The task » Can you put every line of the data below into a JSON list of strings, one string per line, leaving out blank lines?
(begin)
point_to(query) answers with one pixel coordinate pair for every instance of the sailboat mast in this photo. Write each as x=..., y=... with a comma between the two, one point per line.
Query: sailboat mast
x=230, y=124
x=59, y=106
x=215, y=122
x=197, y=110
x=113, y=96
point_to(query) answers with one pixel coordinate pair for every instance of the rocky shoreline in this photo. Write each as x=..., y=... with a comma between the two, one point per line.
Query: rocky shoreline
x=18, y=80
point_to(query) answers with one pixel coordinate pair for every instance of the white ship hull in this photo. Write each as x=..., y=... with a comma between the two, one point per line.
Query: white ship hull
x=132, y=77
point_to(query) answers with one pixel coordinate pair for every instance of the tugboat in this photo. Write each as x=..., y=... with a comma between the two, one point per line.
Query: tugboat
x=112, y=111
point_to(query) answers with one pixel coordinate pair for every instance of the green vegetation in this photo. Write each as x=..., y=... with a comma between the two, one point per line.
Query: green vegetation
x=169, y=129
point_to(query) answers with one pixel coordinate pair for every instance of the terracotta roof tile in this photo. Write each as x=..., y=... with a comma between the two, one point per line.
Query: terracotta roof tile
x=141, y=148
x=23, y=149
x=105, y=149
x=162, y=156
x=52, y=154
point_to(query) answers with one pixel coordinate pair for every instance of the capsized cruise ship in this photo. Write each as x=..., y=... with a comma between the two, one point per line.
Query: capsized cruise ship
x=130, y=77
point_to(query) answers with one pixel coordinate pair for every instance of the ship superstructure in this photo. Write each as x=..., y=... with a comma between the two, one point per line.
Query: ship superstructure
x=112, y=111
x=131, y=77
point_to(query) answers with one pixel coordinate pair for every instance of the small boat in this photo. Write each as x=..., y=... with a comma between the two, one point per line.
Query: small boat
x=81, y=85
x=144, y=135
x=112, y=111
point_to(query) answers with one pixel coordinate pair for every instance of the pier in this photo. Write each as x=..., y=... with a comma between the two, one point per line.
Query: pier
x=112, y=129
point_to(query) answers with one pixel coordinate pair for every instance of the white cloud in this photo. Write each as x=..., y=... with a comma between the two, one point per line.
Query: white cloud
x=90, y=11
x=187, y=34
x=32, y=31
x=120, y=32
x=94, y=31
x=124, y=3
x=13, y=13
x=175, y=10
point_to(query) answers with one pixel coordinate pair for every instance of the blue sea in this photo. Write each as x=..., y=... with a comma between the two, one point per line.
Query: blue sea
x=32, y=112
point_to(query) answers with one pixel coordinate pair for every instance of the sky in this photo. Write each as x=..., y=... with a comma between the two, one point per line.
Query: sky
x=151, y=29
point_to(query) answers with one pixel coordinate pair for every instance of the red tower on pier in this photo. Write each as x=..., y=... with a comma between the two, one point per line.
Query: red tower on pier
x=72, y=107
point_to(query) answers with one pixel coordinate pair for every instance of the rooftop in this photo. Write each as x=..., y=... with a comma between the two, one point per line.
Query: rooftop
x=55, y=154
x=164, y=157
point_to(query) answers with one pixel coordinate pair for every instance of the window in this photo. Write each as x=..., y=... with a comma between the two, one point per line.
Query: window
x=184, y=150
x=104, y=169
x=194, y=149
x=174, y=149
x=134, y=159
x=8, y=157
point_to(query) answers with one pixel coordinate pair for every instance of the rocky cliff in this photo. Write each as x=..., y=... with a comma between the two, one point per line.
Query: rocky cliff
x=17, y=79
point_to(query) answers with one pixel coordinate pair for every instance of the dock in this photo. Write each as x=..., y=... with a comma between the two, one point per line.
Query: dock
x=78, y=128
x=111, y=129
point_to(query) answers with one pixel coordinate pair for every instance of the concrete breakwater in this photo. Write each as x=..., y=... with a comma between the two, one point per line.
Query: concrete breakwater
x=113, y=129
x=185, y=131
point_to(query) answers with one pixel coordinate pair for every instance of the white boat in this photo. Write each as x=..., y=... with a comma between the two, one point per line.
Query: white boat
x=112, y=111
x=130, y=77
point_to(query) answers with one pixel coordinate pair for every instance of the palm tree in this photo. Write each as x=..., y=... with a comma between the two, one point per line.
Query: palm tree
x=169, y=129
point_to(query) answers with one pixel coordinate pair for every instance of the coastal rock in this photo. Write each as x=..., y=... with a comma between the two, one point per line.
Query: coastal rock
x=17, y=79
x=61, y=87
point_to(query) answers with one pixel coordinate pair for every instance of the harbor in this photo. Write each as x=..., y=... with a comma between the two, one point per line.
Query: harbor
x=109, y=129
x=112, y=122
(end)
Response for this exercise »
[
  "point_to(query) answers with one pixel coordinate pair for every instance of the sailboat mast in this photo. Write each as x=..., y=... with a comma between the two, one point per line.",
  "Query: sailboat mast",
  "x=230, y=124",
  "x=59, y=106",
  "x=215, y=122",
  "x=197, y=110",
  "x=113, y=96",
  "point_to(query) answers with one pixel coordinate pair for every instance of the rocky shoreline in this photo. Write each as x=..., y=... with a comma between the two, one point per line.",
  "Query: rocky shoreline",
  "x=18, y=80",
  "point_to(query) answers with one pixel coordinate pair for every instance of the white ship hull in this photo. Write each as x=..., y=... with a comma between the two, one point per line.",
  "Query: white ship hull",
  "x=132, y=77",
  "point_to(query) answers with one pixel coordinate pair for every instance of the tugboat in this photo. Write each as x=..., y=... with a comma between the two, one point per line.",
  "Query: tugboat",
  "x=112, y=111",
  "point_to(query) answers with one pixel coordinate pair for every instance of the green vegetation in this photo. Write each as x=..., y=... with a comma between the two, one point per line.",
  "Query: green vegetation",
  "x=169, y=129",
  "point_to(query) answers with one pixel coordinate pair for every instance of the terracotta roof tile in this photo. Write each as x=..., y=... with a comma between the two, one point per line.",
  "Query: terracotta roof tile",
  "x=141, y=148",
  "x=23, y=149",
  "x=105, y=149",
  "x=162, y=156",
  "x=52, y=154",
  "point_to(query) answers with one pixel coordinate pair for every instance of the capsized cruise ship in this photo. Write each as x=..., y=... with a comma between the two, one point per line.",
  "Query: capsized cruise ship",
  "x=130, y=77",
  "point_to(query) answers with one pixel coordinate pair for every instance of the ship superstructure in this photo. Write each as x=..., y=... with a comma between the two, one point per line.",
  "Query: ship superstructure",
  "x=112, y=111",
  "x=131, y=77",
  "point_to(query) answers with one pixel coordinate pair for every instance of the small boat in this photo. Write each as x=..., y=... with a comma between the two, one point per line.",
  "Query: small boat",
  "x=81, y=85",
  "x=144, y=135",
  "x=112, y=111",
  "point_to(query) answers with one pixel coordinate pair for every instance of the pier in this photo. Write each as x=..., y=... with a comma between the two, one point per line.",
  "Query: pier",
  "x=112, y=129",
  "point_to(query) answers with one pixel coordinate pair for every instance of the white cloud in this photo. Write each as x=..., y=... with a comma between the two, one point per line.",
  "Query: white cloud",
  "x=90, y=11",
  "x=187, y=34",
  "x=32, y=31",
  "x=120, y=32",
  "x=94, y=31",
  "x=124, y=3",
  "x=13, y=13",
  "x=175, y=10",
  "point_to(query) answers with one pixel coordinate pair for every instance of the blue sea in this photo. Write each as x=..., y=... with a comma between the two, one point per line.",
  "Query: blue sea",
  "x=32, y=112",
  "point_to(query) answers with one pixel coordinate pair for every instance of the sky in this photo. Write each as x=..., y=... with a comma between the two, one point per line.",
  "Query: sky",
  "x=151, y=29",
  "point_to(query) answers with one pixel coordinate pair for every instance of the red tower on pier in this photo. Write each as x=..., y=... with a comma between the two, one point per line.",
  "Query: red tower on pier",
  "x=72, y=107",
  "point_to(query) answers with one pixel coordinate pair for every instance of the rooftop in this photo. Write each as x=..., y=... with a comma between the two, one point per line.",
  "Query: rooftop",
  "x=55, y=154",
  "x=164, y=157",
  "point_to(query) answers with one pixel coordinate pair for every instance of the window in this photo. Write each as x=..., y=... with a comma between the two, one point per line.",
  "Query: window",
  "x=184, y=150",
  "x=104, y=169",
  "x=194, y=149",
  "x=174, y=149",
  "x=134, y=159",
  "x=8, y=157",
  "point_to(query) answers with one pixel coordinate pair for every instance of the rocky cliff in this photo. Write each as x=..., y=... with a comma between the two, one point per line.",
  "Query: rocky cliff",
  "x=17, y=79",
  "point_to(query) answers with one pixel coordinate pair for every instance of the dock in this photo. Write each as x=..., y=... with a comma between the two, one point per line.",
  "Query: dock",
  "x=78, y=128",
  "x=111, y=129",
  "point_to(query) answers with one pixel coordinate pair for every instance of the concrete breakwater in this photo. Write each as x=..., y=... with a comma between the two, one point per line.",
  "Query: concrete breakwater",
  "x=113, y=129",
  "x=185, y=131",
  "point_to(query) answers with one pixel coordinate pair for every instance of the white boat in this photo. Write each as x=..., y=... with a comma between the two, one point per line.",
  "Query: white boat",
  "x=112, y=111",
  "x=130, y=77",
  "point_to(query) answers with one pixel coordinate pair for every instance of the palm tree in this photo. Write each as x=..., y=... with a comma between the two, one point per line.",
  "Query: palm tree",
  "x=169, y=129",
  "point_to(query) answers with one pixel coordinate pair for every instance of the coastal rock in this photo. Write each as x=..., y=... with a comma between the two, one point per line.",
  "Query: coastal rock",
  "x=17, y=79",
  "x=61, y=87",
  "point_to(query) answers with one pixel coordinate pair for every instance of the harbor in this photo. Write each as x=..., y=... with a comma between the two, one point per line.",
  "Query: harbor",
  "x=109, y=129",
  "x=112, y=122"
]